**ASSIGNMENT**
Take the line containing "the woman's left" and every line after it to the end of the data, and write them out exactly as they appear.

**MATERIAL PROVIDED**

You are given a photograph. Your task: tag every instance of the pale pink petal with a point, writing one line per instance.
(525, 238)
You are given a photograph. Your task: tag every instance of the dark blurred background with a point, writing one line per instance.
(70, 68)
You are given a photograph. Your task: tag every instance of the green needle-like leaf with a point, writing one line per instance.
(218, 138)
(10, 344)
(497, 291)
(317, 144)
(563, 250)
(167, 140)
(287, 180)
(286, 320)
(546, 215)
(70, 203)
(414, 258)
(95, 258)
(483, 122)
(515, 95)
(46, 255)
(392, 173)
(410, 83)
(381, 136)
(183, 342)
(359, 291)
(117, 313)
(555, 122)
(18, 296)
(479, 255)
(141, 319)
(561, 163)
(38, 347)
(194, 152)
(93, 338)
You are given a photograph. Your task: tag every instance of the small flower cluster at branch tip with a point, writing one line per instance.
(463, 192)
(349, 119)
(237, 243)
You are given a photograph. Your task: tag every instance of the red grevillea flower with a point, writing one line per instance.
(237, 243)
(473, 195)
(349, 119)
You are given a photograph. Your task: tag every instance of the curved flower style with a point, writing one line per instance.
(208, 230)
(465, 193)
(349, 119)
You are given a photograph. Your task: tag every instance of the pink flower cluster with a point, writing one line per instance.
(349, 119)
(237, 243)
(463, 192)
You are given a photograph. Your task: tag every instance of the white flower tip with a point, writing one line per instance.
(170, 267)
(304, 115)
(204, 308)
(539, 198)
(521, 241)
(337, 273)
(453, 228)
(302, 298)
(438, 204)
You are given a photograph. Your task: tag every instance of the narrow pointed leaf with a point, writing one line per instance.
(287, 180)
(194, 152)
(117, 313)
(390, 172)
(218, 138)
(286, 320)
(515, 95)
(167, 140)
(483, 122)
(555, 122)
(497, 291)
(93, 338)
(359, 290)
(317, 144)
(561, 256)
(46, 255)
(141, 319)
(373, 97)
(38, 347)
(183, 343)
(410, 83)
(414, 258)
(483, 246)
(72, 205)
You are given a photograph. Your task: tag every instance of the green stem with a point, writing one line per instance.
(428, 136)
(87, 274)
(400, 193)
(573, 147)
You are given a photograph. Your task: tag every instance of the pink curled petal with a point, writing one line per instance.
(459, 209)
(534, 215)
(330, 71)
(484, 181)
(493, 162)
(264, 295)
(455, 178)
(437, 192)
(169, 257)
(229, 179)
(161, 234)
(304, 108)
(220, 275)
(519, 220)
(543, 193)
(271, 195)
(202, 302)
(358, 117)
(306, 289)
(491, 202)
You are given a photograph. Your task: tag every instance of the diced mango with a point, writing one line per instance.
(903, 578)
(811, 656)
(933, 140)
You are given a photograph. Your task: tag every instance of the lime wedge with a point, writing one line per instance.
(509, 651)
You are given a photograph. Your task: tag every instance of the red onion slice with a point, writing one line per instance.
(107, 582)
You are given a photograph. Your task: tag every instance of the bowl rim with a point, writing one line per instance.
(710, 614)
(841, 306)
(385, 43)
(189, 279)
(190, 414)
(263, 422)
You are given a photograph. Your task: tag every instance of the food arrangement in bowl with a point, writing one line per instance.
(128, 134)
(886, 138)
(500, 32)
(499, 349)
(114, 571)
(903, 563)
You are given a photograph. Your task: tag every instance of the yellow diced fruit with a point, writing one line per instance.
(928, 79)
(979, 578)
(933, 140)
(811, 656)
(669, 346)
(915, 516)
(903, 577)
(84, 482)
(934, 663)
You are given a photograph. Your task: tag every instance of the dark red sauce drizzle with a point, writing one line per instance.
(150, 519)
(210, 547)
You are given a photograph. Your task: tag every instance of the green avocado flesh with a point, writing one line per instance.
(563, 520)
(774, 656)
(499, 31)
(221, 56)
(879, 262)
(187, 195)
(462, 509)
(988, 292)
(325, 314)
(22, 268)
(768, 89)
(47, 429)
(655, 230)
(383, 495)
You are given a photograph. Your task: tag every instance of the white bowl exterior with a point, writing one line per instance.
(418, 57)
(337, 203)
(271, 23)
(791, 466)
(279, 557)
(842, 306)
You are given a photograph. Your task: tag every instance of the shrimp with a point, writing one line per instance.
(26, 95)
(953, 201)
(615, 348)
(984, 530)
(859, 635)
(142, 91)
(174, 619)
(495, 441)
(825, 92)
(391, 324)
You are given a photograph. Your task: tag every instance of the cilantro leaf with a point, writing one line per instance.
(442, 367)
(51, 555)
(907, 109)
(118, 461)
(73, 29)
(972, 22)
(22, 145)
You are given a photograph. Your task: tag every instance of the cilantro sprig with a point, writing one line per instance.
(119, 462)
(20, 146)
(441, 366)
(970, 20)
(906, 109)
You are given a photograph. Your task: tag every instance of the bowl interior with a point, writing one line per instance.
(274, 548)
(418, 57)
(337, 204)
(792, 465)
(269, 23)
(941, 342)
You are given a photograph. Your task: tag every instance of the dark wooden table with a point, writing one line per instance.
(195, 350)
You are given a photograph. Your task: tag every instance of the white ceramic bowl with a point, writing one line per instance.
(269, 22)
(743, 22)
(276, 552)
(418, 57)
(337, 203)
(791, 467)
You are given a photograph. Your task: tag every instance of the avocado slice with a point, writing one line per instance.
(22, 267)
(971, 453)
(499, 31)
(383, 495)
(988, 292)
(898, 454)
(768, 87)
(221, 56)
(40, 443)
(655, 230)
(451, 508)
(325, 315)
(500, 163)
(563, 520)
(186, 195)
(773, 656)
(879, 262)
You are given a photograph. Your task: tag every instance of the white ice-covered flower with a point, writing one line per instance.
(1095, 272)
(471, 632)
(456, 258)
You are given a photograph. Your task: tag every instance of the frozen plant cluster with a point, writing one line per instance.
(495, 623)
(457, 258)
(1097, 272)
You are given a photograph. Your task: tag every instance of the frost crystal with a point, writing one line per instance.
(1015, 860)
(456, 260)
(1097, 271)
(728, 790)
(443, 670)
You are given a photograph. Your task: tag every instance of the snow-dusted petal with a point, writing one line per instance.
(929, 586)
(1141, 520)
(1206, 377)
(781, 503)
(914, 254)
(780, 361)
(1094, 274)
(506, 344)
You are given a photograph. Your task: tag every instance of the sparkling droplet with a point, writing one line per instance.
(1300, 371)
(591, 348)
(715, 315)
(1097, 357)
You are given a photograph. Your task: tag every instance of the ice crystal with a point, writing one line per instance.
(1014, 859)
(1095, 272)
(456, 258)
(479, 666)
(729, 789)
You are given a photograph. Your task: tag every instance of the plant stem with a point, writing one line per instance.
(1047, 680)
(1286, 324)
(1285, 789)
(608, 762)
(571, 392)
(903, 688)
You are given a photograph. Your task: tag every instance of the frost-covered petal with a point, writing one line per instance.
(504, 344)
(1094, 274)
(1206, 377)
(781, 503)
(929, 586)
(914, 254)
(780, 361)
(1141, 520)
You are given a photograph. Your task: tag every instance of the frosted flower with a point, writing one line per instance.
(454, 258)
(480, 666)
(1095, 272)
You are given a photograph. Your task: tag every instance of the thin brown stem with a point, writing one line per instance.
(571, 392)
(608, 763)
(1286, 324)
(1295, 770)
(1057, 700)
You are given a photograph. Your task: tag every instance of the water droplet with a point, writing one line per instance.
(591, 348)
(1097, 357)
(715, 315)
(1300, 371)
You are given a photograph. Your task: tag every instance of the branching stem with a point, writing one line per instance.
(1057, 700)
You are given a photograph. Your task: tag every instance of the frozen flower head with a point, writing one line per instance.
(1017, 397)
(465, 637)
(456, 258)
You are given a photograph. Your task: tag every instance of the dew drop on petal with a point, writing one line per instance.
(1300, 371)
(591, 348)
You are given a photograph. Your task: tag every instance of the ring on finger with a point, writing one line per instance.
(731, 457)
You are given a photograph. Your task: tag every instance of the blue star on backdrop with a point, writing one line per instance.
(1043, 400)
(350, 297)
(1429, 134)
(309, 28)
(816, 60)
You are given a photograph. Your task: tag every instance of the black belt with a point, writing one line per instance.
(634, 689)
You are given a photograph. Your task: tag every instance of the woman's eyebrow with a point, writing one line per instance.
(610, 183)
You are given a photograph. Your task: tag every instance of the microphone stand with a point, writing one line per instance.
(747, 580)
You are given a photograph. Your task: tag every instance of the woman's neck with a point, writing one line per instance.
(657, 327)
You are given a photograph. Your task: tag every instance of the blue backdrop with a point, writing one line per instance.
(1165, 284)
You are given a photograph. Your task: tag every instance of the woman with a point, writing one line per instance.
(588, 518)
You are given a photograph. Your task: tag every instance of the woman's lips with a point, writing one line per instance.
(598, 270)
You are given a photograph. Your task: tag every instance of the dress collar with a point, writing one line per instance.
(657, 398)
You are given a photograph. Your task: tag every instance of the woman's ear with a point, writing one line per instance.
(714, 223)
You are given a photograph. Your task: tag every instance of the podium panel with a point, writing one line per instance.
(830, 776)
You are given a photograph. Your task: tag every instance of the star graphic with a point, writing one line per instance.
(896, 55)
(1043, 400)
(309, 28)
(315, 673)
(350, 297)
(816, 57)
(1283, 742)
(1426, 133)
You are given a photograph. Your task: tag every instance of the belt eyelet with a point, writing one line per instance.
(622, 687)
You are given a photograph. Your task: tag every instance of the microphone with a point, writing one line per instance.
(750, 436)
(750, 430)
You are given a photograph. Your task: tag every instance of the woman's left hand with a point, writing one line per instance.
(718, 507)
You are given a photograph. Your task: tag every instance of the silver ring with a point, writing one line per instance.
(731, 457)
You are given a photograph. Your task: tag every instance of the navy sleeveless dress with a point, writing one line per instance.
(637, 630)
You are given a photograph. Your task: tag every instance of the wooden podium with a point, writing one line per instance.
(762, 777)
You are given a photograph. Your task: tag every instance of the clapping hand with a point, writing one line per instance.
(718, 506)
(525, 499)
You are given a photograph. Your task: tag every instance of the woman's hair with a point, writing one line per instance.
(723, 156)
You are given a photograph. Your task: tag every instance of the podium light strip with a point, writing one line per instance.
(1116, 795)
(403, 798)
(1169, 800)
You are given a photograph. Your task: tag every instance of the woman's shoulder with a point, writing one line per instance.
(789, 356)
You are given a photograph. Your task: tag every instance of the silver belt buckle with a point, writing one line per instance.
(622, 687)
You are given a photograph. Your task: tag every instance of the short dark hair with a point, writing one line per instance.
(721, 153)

**RESPONSE AREA**
You are given a photograph. Your task: tag every instance of the woman's left hand with a point, writing one line per instance.
(718, 507)
You are given a photograph. Your task: tag every instance of the silver ring with a point, writing one line per instance.
(731, 457)
You are given a photograph. Your task: tag every instance of the navy sleeveless dress with a point, writing one line per instance.
(637, 630)
You are given a photograph. Your task: tag every instance of the wooden podium with a point, writing one line per instance.
(762, 777)
You are given a photograph. Your task: tag every instance of the clapping hand with a point, writing one line per instance.
(718, 506)
(525, 499)
You are given a photograph. Your task: tag every instance of the woman's hair with a point, writing one line per instance.
(723, 156)
You are given a photograph. Your task: tag every instance of the podium light strip with a point, writing one line per instance.
(1116, 795)
(403, 798)
(1169, 800)
You are given a photograph. Your task: tag every instance of the woman's shoulder with a point, writing one line per instance.
(789, 356)
You are given a photograph. Your task: tag every instance of the silver belt buckle with a point, writing one line per instance.
(622, 687)
You are given a photograph. Your task: tag every instance of the short dark hair with a point, writing one line per instance.
(721, 153)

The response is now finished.